__PAGE TEXT__.
start

Monday, October 5, 2009

Hawaii - Kauai, Oahu and Maui

Plenty of people have gone to the Hawaiian islands and much has been written. That said, I'll still give a synopsis of our trip which turned out to be much better than we expected.

1. Kauai
This is the island known for it's natural beauty and remoteness. Yes, the center does get the most rainfall of any location on earth, but it makes for a lush, beautiful scene with waterfalls, rainbows, rivers and of course pristine beaches and reefs. We stayed on the rainier side of the island, in the North, at a BnB called Hale Ho'o Maha. It was fantastic and all that a BnB should be. Clean, well appointed rooms, terrific breakfasts and interesting hosts made for a very nice stay. It was a bit rainy, but we were able to enjoy the beaches, kayak on a river and hike to a waterfall and just explore the island. One of our favorite little towns was Hanalei (where Puff the Magic Dragon was from...yeah, him). The town had a great vibe, a few good places to eat and drink, and it wasn't overrun with tourists. No high rise hotels or resorts in the North, just the South side where we didn't spend any time. A few notables: Bar-A-Cuda had awesome tapas and Red Hot Mamas had fantastic burritos/tacos (if you catch it when it's open). On the way up from the airport, we stopped in Kapaa for a perfect meal of ahi rolls and similar treats, at Mermaids. We also visited Queen's Bath, which is only accessible (and visible) during the summer when the surf is calm. It was quite a cool experience, swimming and floating in a natural tide pool while waves crash over the rocks in front of you...very cool.

2. Oahu
Honolulu is a small, easily managed city and the only one in all of the islands. Waikiki was way too crowded and over developed. Although, our hotel there was very nicely appointed. it was the Outrigger Reef. Fortunately, a friend who lives there took us to a local beach at Ala Moana Park, and it was much quieter with space to spread out. The water could not have been more warm and inviting. A visit to Pearl Harbor was quite moving and I would highly suggest a trip there for anyone on Oahu (arrive early to avoid long waits). Our favorite part, however, was a trip to the North shore. We stopped for lunch in the sweet little town of Haleiwa, at the lunch trucks. Then, on to the famous beaches which we absolutely loved. Waimea Bay was gorgeous, and we settled for the day on Sunset Beach. Simply put, amazing. Soft, powdery sand with a gentle ocean (August) and no crowds. If you go to Oahu, spend some time on the North Shore, where the "real Hawaii" is more easily attained. There are plenty of roadside spots to eat and snack, and more high end restaurants in Honolulu. This was a surprisingly interesting island that we very much enjoyed.

3. Maui
Maui, the name alone elicits visions of tropical paradise scenes with palm trees, pastel sunsets and slow swimming turtles off shore. It was all this and then some. We drove the road to Hana and fortunately for us, we spent 2 nights in Hana. Hana is true Hawaii and one of the most naturally beautiful places we've ever been too. The hotel, The Hotel Hana Maui, was exquisite and fit seamlessly into the environment. The pool and jacuzzi, set on a bluff overlooking the wild Pacific, was a postcard. As for the food, don't ask. We ate some of the most well prepared meals, in one of the most scenic rooms, ever. It wasn't cheap, but if you can swing it, stay here (frankly, we barely swung it). It was worth every penny. In addition to the famous drive along the Hana Highway, we drove further to do some hiking at Oheo Gulch, where the 7 Sacred Pools are located. In short, it was a great hike to a 400 foot waterfall and partly through a bamboo forest. Swimming in the pools was an experience as well. It was worth driving an extra 30 minutes, and then hanging out on Hamoa Beach...beautiful. Worth noting, I had the best smoothie of my life at a little food store in the town of Paia, at the beginning of the Hana Highway. And, the Paia Fish Market has amazing lunches/dinners. Oh, and...Mama's Fish House was as good as every says it is.

end

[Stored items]
start

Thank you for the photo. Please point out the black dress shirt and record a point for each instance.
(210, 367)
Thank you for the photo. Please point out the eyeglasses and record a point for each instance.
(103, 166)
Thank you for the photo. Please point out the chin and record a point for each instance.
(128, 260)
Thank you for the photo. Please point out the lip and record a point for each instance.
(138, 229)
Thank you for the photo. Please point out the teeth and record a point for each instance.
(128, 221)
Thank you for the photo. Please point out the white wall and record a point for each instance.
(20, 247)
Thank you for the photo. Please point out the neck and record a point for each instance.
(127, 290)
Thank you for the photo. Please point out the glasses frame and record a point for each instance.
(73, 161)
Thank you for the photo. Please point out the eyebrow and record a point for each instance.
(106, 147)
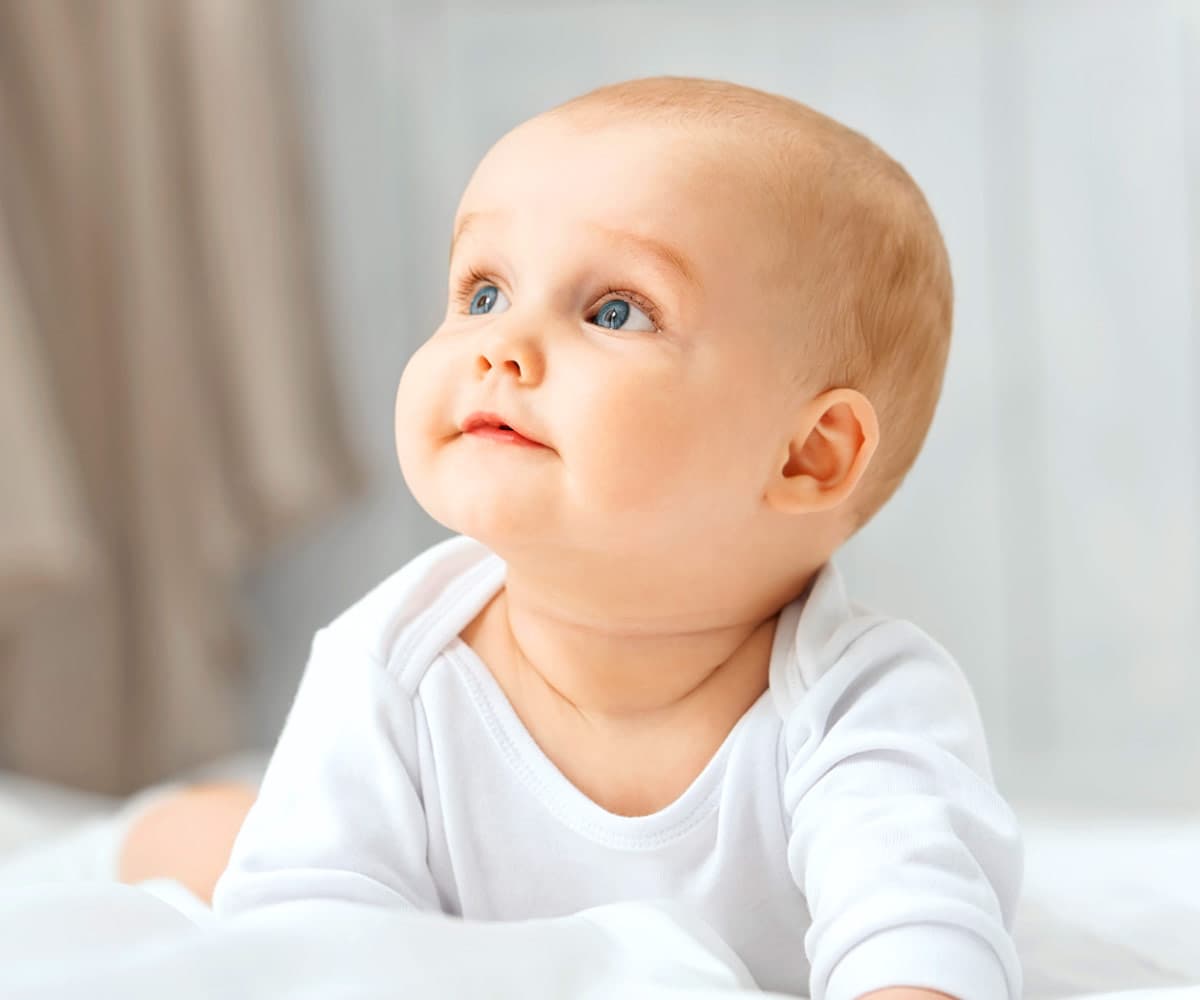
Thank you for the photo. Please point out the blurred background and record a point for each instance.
(223, 227)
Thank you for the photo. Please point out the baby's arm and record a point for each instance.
(339, 813)
(910, 860)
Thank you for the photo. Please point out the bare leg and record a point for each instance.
(187, 836)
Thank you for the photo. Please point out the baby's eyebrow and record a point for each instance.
(664, 253)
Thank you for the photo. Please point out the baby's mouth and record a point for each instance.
(493, 427)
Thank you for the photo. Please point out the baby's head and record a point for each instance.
(723, 316)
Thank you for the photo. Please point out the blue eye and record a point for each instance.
(489, 299)
(616, 313)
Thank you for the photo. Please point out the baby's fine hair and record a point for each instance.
(861, 250)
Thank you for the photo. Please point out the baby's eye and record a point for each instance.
(489, 299)
(618, 313)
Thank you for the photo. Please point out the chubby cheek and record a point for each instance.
(647, 451)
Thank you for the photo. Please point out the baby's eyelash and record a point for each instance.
(467, 285)
(641, 301)
(469, 282)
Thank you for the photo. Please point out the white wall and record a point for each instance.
(1050, 532)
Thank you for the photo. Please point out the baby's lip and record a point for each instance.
(486, 419)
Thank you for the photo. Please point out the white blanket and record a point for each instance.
(107, 940)
(1110, 910)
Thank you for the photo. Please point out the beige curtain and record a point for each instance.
(167, 411)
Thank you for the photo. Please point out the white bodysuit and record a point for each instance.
(847, 834)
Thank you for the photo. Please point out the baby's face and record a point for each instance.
(607, 300)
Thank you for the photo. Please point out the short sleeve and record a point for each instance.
(909, 857)
(339, 814)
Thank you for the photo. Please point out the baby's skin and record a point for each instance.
(627, 401)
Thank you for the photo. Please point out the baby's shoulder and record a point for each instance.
(833, 651)
(405, 620)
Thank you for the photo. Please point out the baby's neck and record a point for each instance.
(616, 676)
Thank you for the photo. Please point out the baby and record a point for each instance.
(695, 337)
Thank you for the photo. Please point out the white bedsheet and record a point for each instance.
(1111, 909)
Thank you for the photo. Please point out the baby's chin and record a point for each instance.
(505, 513)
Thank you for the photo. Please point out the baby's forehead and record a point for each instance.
(624, 171)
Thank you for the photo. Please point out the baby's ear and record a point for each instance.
(835, 436)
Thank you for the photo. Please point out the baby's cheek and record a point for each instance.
(642, 453)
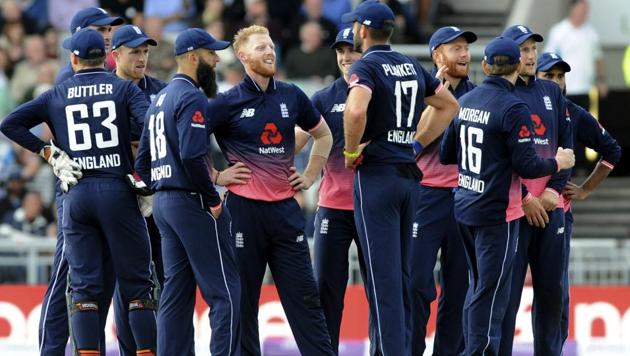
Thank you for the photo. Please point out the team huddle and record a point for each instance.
(414, 162)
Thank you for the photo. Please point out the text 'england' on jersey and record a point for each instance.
(256, 127)
(94, 116)
(175, 129)
(398, 85)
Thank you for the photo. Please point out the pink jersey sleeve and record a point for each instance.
(434, 173)
(335, 189)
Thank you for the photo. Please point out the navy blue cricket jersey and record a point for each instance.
(175, 141)
(552, 129)
(335, 189)
(435, 174)
(491, 141)
(257, 128)
(93, 116)
(398, 85)
(590, 133)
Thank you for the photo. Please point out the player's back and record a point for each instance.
(486, 179)
(164, 118)
(398, 85)
(94, 117)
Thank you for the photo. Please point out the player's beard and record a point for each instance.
(358, 44)
(207, 78)
(456, 71)
(260, 68)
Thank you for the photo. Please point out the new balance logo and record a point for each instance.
(323, 229)
(240, 242)
(284, 111)
(248, 113)
(338, 107)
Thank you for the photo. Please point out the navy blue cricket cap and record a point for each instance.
(547, 60)
(520, 34)
(131, 36)
(371, 13)
(194, 38)
(449, 33)
(344, 36)
(93, 16)
(86, 43)
(502, 46)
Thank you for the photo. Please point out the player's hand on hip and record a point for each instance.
(237, 173)
(573, 191)
(216, 210)
(299, 181)
(145, 203)
(535, 213)
(137, 184)
(549, 200)
(565, 158)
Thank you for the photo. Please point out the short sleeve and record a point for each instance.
(191, 127)
(361, 76)
(217, 112)
(308, 117)
(432, 84)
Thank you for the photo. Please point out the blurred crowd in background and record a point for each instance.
(31, 55)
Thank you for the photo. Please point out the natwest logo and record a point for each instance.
(271, 135)
(539, 127)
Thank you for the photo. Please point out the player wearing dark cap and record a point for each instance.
(590, 133)
(96, 19)
(93, 117)
(491, 141)
(541, 243)
(436, 226)
(53, 324)
(334, 222)
(197, 244)
(385, 96)
(130, 48)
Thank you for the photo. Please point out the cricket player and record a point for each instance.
(541, 244)
(385, 96)
(197, 244)
(590, 133)
(254, 124)
(334, 222)
(130, 49)
(491, 141)
(93, 117)
(53, 323)
(436, 226)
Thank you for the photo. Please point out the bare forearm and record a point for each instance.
(433, 123)
(354, 127)
(598, 175)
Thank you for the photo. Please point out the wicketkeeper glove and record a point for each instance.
(67, 170)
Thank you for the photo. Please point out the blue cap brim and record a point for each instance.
(535, 36)
(138, 42)
(565, 66)
(348, 17)
(337, 43)
(67, 43)
(109, 20)
(218, 45)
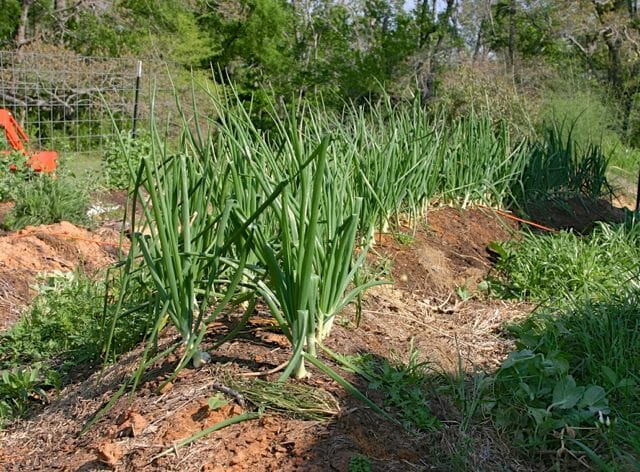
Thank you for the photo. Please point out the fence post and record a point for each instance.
(638, 194)
(136, 99)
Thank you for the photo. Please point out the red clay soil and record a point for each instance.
(421, 308)
(60, 247)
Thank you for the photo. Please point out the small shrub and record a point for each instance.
(64, 327)
(121, 156)
(534, 396)
(13, 171)
(46, 199)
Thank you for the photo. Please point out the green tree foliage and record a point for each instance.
(8, 20)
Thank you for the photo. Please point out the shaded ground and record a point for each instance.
(36, 250)
(576, 213)
(431, 304)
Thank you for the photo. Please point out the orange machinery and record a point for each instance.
(40, 161)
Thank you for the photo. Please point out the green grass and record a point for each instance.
(63, 328)
(45, 199)
(403, 386)
(574, 383)
(565, 267)
(576, 377)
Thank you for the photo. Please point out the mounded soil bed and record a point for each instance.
(423, 307)
(36, 250)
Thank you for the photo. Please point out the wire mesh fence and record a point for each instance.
(70, 103)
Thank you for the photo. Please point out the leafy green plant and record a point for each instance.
(13, 171)
(403, 386)
(564, 267)
(359, 463)
(535, 394)
(574, 383)
(20, 386)
(47, 199)
(120, 156)
(558, 166)
(64, 325)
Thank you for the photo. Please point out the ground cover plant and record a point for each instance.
(284, 216)
(63, 328)
(567, 267)
(573, 385)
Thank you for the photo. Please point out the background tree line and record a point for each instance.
(523, 59)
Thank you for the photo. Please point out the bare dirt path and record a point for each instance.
(423, 307)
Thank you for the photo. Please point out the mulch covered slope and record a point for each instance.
(422, 307)
(36, 250)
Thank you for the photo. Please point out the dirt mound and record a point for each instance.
(421, 308)
(449, 253)
(40, 249)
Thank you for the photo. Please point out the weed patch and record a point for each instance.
(566, 267)
(63, 328)
(45, 199)
(402, 385)
(574, 385)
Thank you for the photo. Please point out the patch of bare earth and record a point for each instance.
(34, 250)
(422, 305)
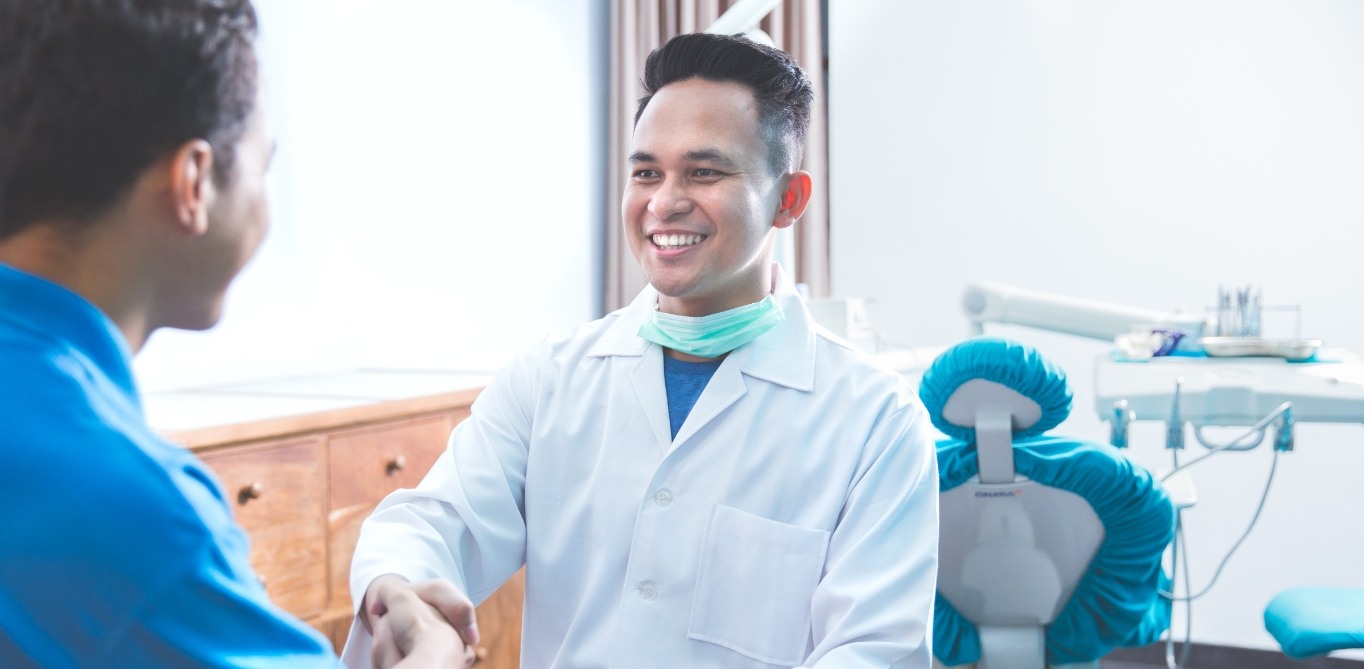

end

__GOAL__.
Could you write the next part of the Hawaii trip post, picking up right after its last sentence about Mama's Fish House?

__EXERCISE RESULT__.
After Hana, we spent the last few days on the other side of Maui, on the beach at Kaanapali, at the Kaanapali Beach Hotel. This place was by no means fancy and the rooms were a little dated. But, it had a terrific beach front location and a friendly staff. We walked to Whaler's Village for more restaurant options, and the beach was wide and not crowded at all. It is right next to Black Rock, a large, volcanic outcrop that lots of people climb up and jump off. Yes, we both jumped off although I was more hesitant than I care to admit. We also snorkeled right there and were lucky to spend lots of time with 5 huge green sea turtles. That was quite amazing. On this side of the island, the sunsets are super so we saw our share, and it never got old. Whether from the beach or from the cute little town of Lahaina, where there are lots of places to eat and shop, the sky turned color after color, until the only color left was the night sky.

If you get the chance, go to Hawaii.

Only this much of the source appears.